• What is expected
Repeat the lines below word for word, from the line containing "Check that every instance of the sea" down to the line containing "[(742, 788)]", with both of those lines included.

(Items listed in a dataset)
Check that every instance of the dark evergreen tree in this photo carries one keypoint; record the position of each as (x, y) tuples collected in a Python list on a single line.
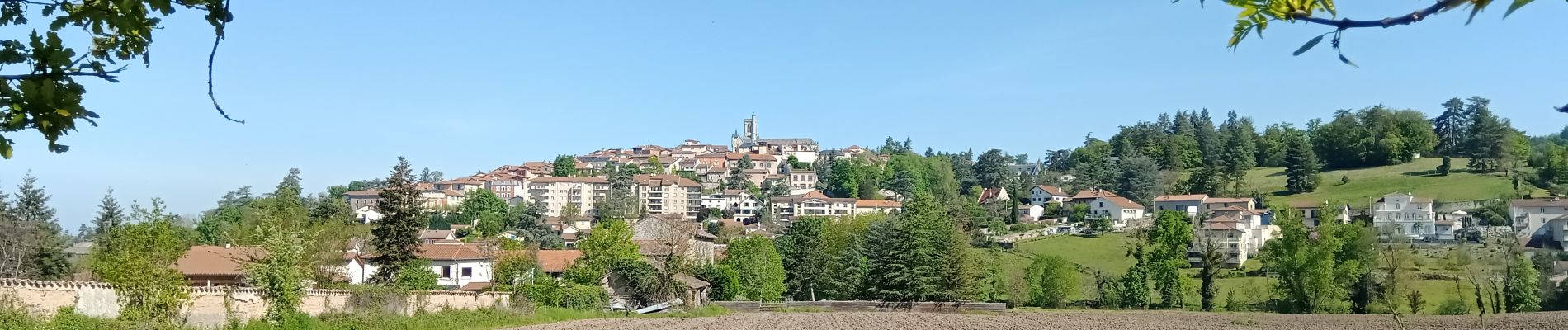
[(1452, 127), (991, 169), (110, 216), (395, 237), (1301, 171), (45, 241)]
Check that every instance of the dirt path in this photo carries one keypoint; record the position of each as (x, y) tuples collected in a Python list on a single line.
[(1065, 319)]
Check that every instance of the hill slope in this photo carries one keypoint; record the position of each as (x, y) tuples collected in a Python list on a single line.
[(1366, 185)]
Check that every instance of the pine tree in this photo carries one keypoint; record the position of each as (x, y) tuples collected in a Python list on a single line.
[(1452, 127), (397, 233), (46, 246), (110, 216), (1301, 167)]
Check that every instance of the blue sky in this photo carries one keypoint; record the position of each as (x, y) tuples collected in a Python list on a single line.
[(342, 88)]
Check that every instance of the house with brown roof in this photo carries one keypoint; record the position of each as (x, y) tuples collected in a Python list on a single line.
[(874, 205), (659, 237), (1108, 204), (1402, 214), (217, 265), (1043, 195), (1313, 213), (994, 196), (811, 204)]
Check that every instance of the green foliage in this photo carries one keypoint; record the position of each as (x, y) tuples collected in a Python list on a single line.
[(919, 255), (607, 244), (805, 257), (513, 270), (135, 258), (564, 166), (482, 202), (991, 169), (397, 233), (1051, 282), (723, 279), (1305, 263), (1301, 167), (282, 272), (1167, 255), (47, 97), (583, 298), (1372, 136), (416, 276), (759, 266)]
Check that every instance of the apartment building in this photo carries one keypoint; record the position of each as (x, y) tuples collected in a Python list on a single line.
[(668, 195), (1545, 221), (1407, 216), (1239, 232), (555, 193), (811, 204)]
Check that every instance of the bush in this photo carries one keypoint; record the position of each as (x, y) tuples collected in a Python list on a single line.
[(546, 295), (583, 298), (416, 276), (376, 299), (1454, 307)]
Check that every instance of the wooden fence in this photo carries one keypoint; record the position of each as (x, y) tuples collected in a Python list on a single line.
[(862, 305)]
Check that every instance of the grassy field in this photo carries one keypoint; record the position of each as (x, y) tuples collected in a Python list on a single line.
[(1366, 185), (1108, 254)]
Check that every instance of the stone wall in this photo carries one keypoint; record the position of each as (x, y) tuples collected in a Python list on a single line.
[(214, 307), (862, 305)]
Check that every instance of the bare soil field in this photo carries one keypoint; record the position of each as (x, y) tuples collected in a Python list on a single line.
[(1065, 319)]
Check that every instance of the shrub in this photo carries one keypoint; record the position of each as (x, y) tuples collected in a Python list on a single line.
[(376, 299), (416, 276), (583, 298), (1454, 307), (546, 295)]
---
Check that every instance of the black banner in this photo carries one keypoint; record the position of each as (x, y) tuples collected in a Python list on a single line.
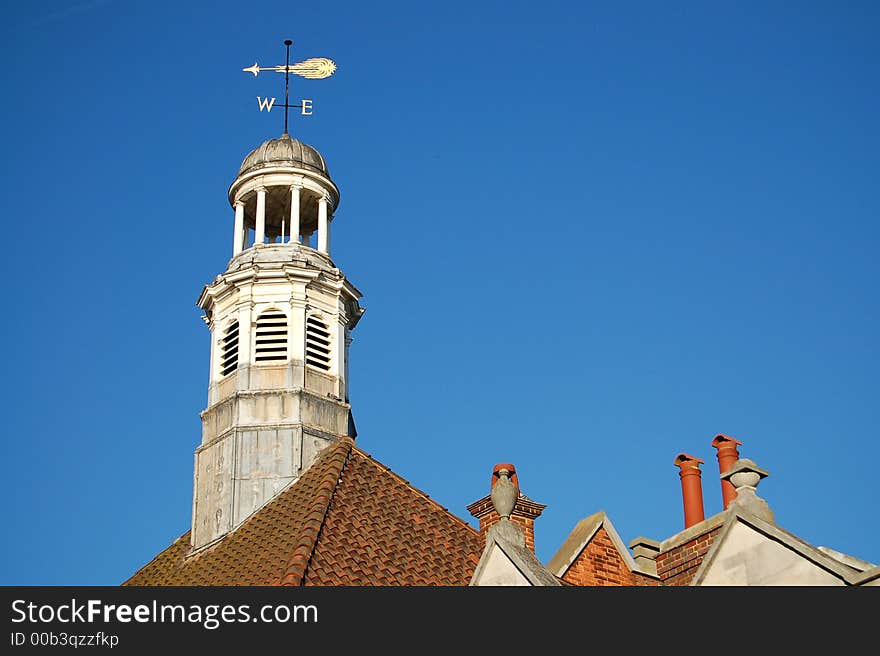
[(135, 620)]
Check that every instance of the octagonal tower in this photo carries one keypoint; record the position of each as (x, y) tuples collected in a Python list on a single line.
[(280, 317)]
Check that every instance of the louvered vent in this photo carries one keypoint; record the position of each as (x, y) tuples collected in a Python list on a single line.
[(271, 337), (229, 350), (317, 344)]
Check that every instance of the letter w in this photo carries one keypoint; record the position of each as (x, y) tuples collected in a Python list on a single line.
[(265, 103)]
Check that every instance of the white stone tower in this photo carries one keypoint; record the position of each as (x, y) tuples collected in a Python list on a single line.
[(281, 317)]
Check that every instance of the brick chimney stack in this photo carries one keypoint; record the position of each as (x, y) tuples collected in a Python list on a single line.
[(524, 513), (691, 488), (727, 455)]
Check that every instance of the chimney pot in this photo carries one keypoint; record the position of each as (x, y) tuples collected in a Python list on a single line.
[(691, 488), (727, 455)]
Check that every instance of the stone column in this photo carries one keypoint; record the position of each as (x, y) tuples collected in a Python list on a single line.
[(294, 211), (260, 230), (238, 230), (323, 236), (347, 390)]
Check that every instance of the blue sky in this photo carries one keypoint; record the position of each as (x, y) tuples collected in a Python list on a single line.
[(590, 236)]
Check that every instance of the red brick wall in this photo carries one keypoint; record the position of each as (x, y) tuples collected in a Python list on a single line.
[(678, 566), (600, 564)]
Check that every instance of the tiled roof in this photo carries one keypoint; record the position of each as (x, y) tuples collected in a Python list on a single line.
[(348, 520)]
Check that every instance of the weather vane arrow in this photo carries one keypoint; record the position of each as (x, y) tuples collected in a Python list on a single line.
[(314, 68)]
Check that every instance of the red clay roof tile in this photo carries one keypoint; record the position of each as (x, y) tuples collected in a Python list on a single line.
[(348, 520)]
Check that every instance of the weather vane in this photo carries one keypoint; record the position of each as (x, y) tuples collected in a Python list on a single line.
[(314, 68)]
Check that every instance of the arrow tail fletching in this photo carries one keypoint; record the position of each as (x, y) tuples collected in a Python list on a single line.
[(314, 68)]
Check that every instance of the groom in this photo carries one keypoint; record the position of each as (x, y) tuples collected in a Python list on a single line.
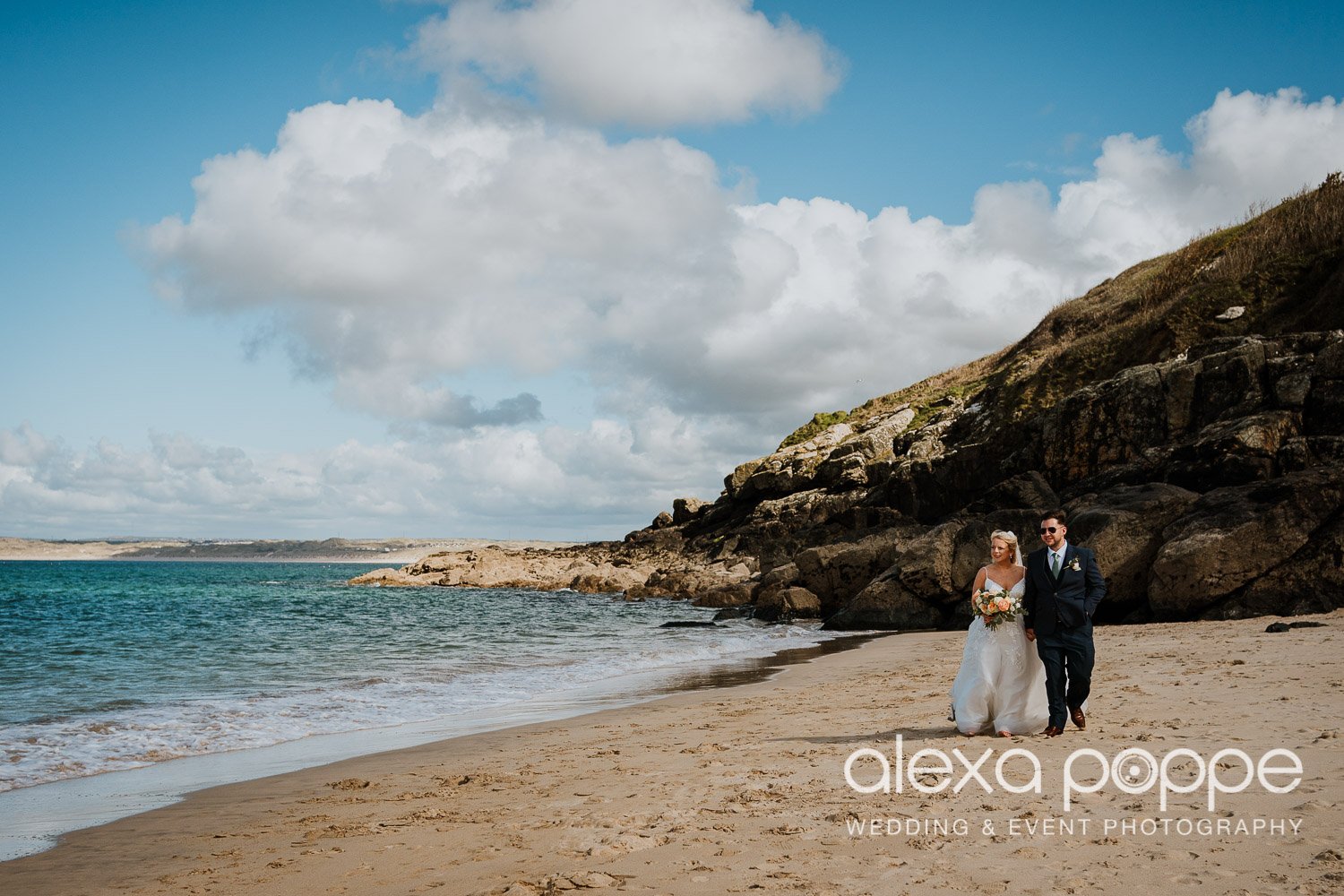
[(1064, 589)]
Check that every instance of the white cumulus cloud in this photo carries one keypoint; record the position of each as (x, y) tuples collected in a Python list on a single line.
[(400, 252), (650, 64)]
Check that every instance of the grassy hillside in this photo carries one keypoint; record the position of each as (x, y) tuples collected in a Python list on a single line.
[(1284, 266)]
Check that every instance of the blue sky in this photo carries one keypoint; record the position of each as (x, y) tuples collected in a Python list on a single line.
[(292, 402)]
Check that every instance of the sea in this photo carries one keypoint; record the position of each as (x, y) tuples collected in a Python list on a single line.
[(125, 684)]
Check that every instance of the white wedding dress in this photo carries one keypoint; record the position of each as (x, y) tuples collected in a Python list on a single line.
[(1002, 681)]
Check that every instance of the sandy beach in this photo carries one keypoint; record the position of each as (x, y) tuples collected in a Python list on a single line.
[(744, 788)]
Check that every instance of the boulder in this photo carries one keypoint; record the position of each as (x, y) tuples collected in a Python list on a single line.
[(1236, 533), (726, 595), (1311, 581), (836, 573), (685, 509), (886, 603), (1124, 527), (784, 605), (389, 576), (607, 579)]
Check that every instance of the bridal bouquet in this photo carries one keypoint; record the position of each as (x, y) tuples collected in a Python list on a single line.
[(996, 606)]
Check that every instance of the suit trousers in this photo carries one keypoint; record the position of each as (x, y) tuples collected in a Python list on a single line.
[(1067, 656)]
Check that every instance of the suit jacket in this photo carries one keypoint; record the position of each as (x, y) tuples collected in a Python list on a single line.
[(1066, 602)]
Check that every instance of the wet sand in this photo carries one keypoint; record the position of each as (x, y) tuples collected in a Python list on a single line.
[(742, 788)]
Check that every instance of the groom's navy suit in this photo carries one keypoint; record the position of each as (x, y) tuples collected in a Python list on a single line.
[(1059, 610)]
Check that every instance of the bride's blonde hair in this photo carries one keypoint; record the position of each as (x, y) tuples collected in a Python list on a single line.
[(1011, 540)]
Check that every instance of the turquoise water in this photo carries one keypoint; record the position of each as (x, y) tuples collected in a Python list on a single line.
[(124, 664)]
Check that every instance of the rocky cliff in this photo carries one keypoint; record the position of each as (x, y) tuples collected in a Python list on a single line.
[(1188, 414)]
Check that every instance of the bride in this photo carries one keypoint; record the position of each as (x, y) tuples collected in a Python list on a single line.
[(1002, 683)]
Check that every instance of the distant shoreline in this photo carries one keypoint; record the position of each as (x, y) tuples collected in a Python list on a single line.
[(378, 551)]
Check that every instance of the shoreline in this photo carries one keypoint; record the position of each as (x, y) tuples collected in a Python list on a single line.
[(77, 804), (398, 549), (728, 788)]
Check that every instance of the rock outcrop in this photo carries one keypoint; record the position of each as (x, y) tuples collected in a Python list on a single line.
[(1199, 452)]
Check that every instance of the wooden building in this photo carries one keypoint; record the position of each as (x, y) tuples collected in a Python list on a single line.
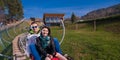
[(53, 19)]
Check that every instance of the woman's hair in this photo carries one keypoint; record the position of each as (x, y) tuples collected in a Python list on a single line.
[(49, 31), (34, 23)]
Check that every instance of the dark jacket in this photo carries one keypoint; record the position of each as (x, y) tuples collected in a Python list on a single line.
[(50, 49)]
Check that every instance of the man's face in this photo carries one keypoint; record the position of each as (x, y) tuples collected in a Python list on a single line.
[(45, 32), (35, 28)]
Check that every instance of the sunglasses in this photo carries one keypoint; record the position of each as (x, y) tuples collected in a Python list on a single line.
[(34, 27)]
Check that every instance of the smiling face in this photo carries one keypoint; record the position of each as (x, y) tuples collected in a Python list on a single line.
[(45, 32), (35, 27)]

• Full response
Check that every instance of the sea in this photo carries one keypoint; record the position of each as (x, y) tuples collected in a Python list on a single line.
[(125, 684)]
Check that every instance of the white wedding dress in this photo carries one keypoint; record the position of each as (x, y) tuples collected in a Python list on a single line.
[(1002, 681)]
Check that every instance of the sandy beach in this photo carries one keypoint; record the position of each as (x, y) tuples collected in a Python list on a single line.
[(744, 788)]
Check that every instance of the boulder in this photo carries one keypoint; record the position of each as (x, y) tuples collected in a Python list on a single line.
[(1236, 533), (726, 595), (1311, 581), (836, 573), (685, 509), (886, 603), (1124, 527), (784, 605), (389, 576), (607, 579)]
Check that every instance of the bridal bouquet in this photo carries one keypoint; record the position of each as (x, y) tuples collected in a Python list on a single line.
[(996, 606)]
Check that every instance of the suit trousers in this photo carries one keypoint; record the position of each as (x, y) tuples collected in a Python list on a single line.
[(1067, 656)]
Check that every instance of the suit jacket in this photo carries one keypoint; record the position of each as (x, y) tuples collected in a Python list on a single line.
[(1066, 602)]
Check that every instance of the wet sand in this photo carries one keypoint; record the position of each as (x, y) tuples collected in a Python list on a single line.
[(742, 788)]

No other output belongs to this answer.